= EXERCISE DIRECTIONS =
Print out the data below with every line intact.
--- DATA RECORDS Enclosed Below ---
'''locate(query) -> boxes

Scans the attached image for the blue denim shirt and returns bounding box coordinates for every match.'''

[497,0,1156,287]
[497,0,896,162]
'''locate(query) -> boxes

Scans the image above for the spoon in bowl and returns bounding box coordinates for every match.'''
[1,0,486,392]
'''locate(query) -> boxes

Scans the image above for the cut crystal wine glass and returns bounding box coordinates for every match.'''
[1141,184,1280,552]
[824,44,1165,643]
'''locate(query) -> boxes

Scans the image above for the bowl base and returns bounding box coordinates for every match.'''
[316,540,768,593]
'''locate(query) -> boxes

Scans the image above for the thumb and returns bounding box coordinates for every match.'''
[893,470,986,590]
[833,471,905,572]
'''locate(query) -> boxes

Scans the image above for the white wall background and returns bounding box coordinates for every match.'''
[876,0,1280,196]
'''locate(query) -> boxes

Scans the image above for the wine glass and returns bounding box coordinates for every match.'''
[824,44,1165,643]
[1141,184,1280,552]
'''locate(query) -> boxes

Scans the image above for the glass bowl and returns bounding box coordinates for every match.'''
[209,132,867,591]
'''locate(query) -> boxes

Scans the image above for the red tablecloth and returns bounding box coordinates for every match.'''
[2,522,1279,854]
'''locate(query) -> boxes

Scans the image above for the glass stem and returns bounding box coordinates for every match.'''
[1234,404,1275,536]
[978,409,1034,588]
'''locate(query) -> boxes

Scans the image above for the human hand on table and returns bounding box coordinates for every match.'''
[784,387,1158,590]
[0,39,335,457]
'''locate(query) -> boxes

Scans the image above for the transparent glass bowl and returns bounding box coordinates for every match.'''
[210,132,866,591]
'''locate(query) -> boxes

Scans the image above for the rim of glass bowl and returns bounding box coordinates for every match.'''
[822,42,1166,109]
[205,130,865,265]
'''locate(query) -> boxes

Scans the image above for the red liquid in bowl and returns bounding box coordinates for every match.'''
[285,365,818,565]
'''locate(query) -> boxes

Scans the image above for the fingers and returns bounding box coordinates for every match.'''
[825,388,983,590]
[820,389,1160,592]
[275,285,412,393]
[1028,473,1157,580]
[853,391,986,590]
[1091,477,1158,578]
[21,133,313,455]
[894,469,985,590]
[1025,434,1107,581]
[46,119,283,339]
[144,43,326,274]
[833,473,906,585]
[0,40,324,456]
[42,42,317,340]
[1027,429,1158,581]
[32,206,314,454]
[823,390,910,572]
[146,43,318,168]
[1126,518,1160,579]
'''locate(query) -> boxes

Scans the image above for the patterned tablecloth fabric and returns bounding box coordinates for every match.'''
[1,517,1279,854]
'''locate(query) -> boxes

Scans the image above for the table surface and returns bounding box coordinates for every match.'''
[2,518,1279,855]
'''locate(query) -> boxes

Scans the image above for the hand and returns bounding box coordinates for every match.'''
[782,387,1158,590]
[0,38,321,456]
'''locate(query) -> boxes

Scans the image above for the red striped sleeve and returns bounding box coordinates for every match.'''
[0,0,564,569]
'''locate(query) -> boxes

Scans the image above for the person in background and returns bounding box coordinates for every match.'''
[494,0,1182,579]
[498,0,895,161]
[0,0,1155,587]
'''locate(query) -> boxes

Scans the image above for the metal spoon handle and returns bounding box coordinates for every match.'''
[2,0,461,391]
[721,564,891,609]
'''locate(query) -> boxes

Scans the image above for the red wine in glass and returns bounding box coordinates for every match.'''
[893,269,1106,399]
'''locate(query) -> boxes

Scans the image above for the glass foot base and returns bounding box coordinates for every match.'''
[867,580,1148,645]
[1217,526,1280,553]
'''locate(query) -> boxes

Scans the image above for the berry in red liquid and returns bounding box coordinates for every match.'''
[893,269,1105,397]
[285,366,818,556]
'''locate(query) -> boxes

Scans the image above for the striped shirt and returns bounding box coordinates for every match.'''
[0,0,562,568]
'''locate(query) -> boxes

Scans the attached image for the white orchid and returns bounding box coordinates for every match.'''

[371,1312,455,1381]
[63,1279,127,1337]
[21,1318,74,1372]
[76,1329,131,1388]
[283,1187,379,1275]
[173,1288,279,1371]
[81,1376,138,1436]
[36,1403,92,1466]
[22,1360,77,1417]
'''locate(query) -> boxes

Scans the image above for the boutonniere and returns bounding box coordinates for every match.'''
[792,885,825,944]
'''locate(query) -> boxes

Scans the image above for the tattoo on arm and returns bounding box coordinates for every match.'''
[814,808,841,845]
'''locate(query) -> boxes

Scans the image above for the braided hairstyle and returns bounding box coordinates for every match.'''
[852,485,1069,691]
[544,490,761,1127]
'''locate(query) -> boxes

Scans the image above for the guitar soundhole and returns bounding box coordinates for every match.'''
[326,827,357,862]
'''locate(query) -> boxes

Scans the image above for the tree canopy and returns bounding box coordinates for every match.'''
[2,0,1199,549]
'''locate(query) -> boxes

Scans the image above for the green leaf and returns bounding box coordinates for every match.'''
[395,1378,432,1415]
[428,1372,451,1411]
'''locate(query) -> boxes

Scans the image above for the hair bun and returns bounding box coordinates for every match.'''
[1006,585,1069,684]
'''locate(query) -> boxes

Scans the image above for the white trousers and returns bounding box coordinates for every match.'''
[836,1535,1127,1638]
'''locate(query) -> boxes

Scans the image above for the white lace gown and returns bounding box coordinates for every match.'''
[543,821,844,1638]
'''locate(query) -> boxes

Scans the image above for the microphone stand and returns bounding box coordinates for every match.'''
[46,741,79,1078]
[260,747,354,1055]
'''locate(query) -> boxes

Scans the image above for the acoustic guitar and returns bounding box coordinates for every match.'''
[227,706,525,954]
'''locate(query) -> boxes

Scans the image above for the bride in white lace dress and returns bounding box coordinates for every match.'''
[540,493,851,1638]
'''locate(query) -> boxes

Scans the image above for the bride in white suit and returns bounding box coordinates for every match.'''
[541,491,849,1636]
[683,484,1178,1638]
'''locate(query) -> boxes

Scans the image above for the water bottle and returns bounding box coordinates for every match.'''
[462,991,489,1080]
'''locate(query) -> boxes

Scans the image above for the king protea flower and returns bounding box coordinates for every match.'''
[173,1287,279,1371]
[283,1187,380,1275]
--- End of Enclosed DATA RECORDS ---
= SOLUTION BELOW =
'''locate(query) -> boxes

Scans the attached image for the blue denim shirt and returns bounding box coordinates for every match.'''

[497,0,1156,287]
[497,0,896,162]
'''locate(query) -> boxes

Scans the image above for the spoon in bowl and returns bounding box coordinates for every match.'''
[1,0,486,392]
'''locate(query) -> boxes

Scans the image above for the cut crystal wine glass and returns bounding box coordinates for every match.'''
[1141,184,1280,552]
[824,44,1165,643]
'''locate(query) -> boxes

Scans the image above for the bowl base and returns bounding box coordinates for every match.'''
[316,540,768,593]
'''locate(query) -> boxes

Scans the image above for the thumb and returns bounding box coordinates for every match.'''
[893,470,986,590]
[833,471,905,572]
'''locate(query) -> boxes

Scans the image above for the white wall background and returns bounding box coordinates for every match.'''
[876,0,1280,196]
'''locate(query) -> boxes

Scans the image above for the wine glass and returns bounding box coordinates for every match.'''
[824,44,1165,643]
[1141,184,1280,552]
'''locate(query) -> boxes

Scans the image above for the glass bowl and returns bounding box coordinates for every match.'''
[209,132,867,591]
'''locate(query) -> boxes

Scans the image above for the red tablecloth and returns bounding box coordinates for every match.'''
[2,522,1279,854]
'''locate(query) -> boxes

Scans the image above for the glass stem and returns bounding box coordinates for every match.'''
[1234,404,1275,536]
[978,409,1034,588]
'''locate(query) -> boxes

Scans the image above for the human hand on table and returns bounding box coordinates for every match.'''
[784,387,1158,590]
[0,39,335,457]
'''locate(query) -> boxes

Scans the image above for the transparent glass bowl and returns bounding box coordinates for every match.'''
[210,132,866,591]
'''locate(query) -> boxes

Scans the image above for the rim of glass bowl and returns bounding box coordinates for every match.'''
[822,42,1166,109]
[205,130,865,265]
'''locate(query) -> boxes

Scans the image above for the red liquid in bowl and returns bounding box coordinates for every match.'''
[285,365,818,565]
'''locate(query) -> boxes

Scans the image above for the fingers and returns bounding box coordinates for every match.'''
[825,388,983,590]
[820,389,1160,592]
[275,285,412,393]
[1028,473,1157,580]
[853,391,986,590]
[1091,477,1158,578]
[21,133,313,455]
[894,469,985,590]
[1025,434,1107,581]
[46,119,283,339]
[144,43,326,274]
[833,473,906,585]
[0,40,324,456]
[42,42,317,340]
[1027,429,1158,581]
[32,206,314,454]
[823,390,910,572]
[146,43,318,168]
[1126,518,1160,579]
'''locate(query) -> boxes

Scans the image above for the patterned tablecloth fabric and returns bounding box coordinates for every match.'''
[1,517,1279,854]
'''locate(query) -> boxes

Scans the image above for the table surface and returns bounding box coordinates for every match.'''
[2,518,1279,855]
'''locate(query) -> boxes

Scans the image above for the hand and returns bounding box coordinates for every match.'''
[782,387,1158,590]
[0,38,321,456]
'''locate(query) -> boxes

Scans the image above for the red striped sleeve and returns bounding box coordinates for every match.'''
[0,0,564,569]
'''locate(query) -> boxes

Scans the image above for the person in background and returns bounding box coordinates for every match.'''
[494,0,1182,579]
[498,0,895,161]
[0,0,1155,587]
'''locate(query) -> boxes

Scans the image above for the metal spoon handle and returns bounding box coordinates for every match.'''
[2,0,461,391]
[721,564,891,609]
'''locate(query) -> boxes

Scans the image above for the red wine in glass and returns bounding box coordinates for every match.'''
[893,269,1106,399]
'''locate(query) -> boxes

Scans the image above for the glass foot base and returns bounding box coordinates for every match.'''
[867,580,1148,645]
[1217,526,1280,553]
'''locate(query) -> boxes

Scans the image above for the berry in red liquid and returns bounding box coordinates for every match.'''
[893,269,1105,397]
[285,366,818,556]
'''locate(query) -> boxes

Scans the image above for the striped shirt and returns bounding box coordinates for every match.'''
[0,0,562,568]
'''locate(query) -> boxes

Scans the attached image for the white orchid and returns bounding box coordinates for every match.'''

[371,1312,455,1381]
[63,1279,127,1337]
[21,1318,74,1372]
[76,1329,131,1388]
[283,1187,379,1275]
[173,1288,279,1371]
[81,1376,138,1436]
[36,1403,92,1466]
[22,1360,77,1417]
'''locate(query) -> boxes

Scans the image above for the boutonniere and returns bounding box coordinates for every match.'''
[792,885,825,944]
'''locate(query) -> boxes

Scans the image above for the tattoo on arm and returns bounding box coordinates for every match.'''
[814,808,841,845]
'''locate(query) -> boxes

Scans the image above for the braided hairstyle and returns bounding box coordinates for every match.'''
[852,485,1069,691]
[544,490,761,1127]
'''locate(query) -> boxes

Scans the image above for the guitar soundhole and returns bounding box coordinates for every match.'''
[326,827,357,862]
'''locate(query) -> boxes

Scans the image above for the tree canopy and returns bounding box coordinates for every match.'''
[2,0,1199,549]
'''locate(query) -> boxes

Scans the image above for the green leaf and returns bounding box coordinates for every match.'''
[395,1378,432,1415]
[428,1372,451,1411]
'''locate(query) -> boxes

Scans the image above for the hair bun and returns bounding box coordinates for every match.'''
[1006,585,1069,684]
'''locate(query) -> boxes

Scans the image above for the white trousers and returns bounding box coordinates for every match.'''
[836,1535,1127,1638]
'''locate(query) -> boxes

Scans the image above for the white lace gown and returns bounding box coordinates for every match.'''
[543,821,844,1638]
'''locate(query) -> boxes

Scans the image above for the microphone stand and returns bounding box coordinates for every match.'''
[46,741,79,1078]
[260,747,354,1055]
'''locate(query) -> boxes

Scans the image above for the acoustic guitar and returns bounding box coordinates for every match.'''
[227,706,525,954]
'''locate(query) -> boxes

Scans the image above for the bride in white lace dress and returns bounding box coordinates for every match.'''
[540,493,851,1638]
'''locate(query) -> boxes

Scans the image above for the bride in white suit and returns bounding box coordinates for every match.'''
[541,491,849,1636]
[683,484,1178,1638]
'''locate(query) -> boxes

Scans the image above for the water bottle and returns bounding box coordinates for every match.'''
[462,991,489,1080]
'''locate(query) -> boxes

Scans the image above for the king protea flower and returns bounding box coordinates for every match.'''
[173,1287,279,1371]
[283,1187,380,1275]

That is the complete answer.